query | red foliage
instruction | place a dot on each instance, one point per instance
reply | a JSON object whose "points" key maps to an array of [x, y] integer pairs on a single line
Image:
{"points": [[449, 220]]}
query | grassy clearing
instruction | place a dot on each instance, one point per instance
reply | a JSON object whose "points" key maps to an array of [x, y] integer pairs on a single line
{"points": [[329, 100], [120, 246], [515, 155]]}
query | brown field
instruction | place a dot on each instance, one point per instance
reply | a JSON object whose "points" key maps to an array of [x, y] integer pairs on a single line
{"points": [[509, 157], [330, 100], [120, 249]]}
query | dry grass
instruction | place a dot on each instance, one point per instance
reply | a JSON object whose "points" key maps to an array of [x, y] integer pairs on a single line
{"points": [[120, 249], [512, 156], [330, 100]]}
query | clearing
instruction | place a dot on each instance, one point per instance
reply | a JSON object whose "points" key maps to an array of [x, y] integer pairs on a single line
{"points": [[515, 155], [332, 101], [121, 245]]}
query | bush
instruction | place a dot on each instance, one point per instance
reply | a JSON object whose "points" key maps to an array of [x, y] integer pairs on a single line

────────────────────────────────────────

◆ Directions ◆
Reproduce each line of the entries in which the word "query" is found.

◆ Exercise solution ◆
query | red foliage
query | grassy clearing
query | brown field
query | dry grass
query | clearing
query | bush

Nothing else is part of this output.